§ Supplied records
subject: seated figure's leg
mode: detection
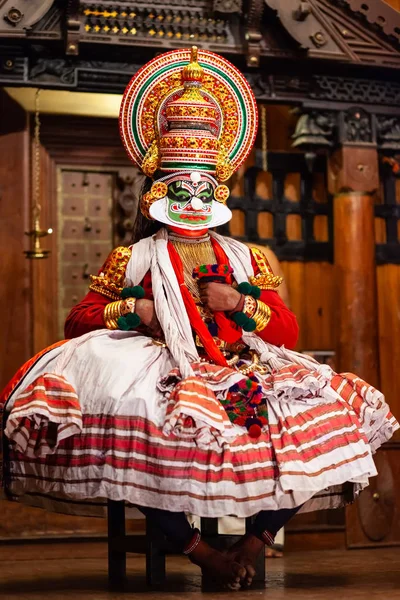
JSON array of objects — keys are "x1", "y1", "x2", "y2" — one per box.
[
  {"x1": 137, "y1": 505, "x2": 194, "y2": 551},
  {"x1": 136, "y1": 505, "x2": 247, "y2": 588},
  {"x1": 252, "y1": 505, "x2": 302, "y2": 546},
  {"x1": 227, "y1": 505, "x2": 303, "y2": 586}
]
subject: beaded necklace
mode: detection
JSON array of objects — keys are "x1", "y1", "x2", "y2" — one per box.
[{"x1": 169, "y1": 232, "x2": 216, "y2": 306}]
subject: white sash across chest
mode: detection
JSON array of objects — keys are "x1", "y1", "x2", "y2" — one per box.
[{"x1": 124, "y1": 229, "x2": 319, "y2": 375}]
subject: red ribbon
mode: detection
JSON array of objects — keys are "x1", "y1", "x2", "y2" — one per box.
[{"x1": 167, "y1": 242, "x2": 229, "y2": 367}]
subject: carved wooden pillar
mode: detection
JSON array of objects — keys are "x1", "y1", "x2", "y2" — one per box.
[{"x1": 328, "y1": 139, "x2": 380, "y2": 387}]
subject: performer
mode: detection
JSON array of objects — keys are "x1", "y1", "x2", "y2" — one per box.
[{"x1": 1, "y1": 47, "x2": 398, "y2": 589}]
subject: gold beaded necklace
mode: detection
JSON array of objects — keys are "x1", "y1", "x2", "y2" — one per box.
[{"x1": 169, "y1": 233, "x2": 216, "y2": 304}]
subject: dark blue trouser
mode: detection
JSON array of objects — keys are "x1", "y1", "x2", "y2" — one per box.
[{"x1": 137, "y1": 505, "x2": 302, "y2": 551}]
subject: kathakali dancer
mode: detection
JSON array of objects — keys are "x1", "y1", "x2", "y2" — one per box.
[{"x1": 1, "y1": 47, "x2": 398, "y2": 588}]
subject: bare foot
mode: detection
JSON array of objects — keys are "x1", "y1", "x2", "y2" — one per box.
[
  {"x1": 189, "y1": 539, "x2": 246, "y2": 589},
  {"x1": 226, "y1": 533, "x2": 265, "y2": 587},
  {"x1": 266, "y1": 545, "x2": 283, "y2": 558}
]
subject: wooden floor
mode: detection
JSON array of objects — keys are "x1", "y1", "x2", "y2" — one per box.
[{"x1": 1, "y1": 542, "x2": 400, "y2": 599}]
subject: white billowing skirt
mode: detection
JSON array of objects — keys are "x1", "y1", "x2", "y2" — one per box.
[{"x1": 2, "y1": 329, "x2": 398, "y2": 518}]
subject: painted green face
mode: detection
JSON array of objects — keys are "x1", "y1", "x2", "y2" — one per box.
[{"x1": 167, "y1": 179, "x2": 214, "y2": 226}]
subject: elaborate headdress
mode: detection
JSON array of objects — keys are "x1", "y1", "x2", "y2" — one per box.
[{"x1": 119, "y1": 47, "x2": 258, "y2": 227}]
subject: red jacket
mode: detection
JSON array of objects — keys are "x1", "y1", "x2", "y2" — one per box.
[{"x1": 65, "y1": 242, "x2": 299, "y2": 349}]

---

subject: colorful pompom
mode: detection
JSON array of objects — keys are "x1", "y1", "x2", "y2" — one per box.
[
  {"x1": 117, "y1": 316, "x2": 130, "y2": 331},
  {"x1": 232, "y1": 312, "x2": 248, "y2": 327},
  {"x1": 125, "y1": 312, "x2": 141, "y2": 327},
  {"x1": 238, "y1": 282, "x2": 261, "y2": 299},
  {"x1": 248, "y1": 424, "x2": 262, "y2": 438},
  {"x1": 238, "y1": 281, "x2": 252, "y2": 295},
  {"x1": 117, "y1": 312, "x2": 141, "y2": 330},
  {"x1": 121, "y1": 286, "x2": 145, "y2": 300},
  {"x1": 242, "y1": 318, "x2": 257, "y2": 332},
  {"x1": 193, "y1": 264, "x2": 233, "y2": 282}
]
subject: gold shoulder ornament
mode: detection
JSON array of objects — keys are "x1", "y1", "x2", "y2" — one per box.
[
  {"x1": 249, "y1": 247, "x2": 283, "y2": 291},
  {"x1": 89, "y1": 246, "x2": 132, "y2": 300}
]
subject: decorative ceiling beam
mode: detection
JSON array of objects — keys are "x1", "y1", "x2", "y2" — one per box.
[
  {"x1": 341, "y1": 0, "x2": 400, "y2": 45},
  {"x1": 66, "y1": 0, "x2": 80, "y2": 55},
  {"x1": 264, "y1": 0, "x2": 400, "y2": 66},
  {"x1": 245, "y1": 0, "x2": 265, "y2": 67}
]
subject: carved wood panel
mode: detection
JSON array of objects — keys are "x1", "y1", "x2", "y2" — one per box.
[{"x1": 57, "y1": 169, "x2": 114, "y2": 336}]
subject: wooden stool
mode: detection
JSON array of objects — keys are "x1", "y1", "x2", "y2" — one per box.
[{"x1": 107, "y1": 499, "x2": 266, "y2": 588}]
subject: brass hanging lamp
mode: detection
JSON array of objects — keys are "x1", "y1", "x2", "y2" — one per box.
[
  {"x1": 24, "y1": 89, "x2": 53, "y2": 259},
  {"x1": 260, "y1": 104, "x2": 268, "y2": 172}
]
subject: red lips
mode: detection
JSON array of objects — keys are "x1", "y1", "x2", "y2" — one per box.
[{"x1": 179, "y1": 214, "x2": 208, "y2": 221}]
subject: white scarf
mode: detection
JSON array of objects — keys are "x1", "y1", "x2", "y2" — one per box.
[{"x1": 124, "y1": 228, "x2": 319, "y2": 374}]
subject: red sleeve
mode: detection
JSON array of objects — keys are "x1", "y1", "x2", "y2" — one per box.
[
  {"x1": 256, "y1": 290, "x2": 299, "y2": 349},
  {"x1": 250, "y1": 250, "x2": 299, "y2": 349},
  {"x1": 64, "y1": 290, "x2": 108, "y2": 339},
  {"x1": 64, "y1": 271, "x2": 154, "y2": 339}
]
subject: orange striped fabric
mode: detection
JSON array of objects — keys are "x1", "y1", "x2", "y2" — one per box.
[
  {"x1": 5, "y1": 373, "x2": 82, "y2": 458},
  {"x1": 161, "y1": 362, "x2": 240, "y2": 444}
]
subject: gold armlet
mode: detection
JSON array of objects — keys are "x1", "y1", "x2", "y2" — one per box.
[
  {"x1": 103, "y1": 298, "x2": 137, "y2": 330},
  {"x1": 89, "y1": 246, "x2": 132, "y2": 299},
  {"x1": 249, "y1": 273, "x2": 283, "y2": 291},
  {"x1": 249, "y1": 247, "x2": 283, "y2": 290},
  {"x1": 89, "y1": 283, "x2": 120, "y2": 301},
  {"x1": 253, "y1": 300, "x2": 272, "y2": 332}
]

§ What to do
Please filter the listing down to lines that include the word "wooden".

§ Answer to the problem
subject: carved wooden pillar
subject: wooden floor
subject: wooden stool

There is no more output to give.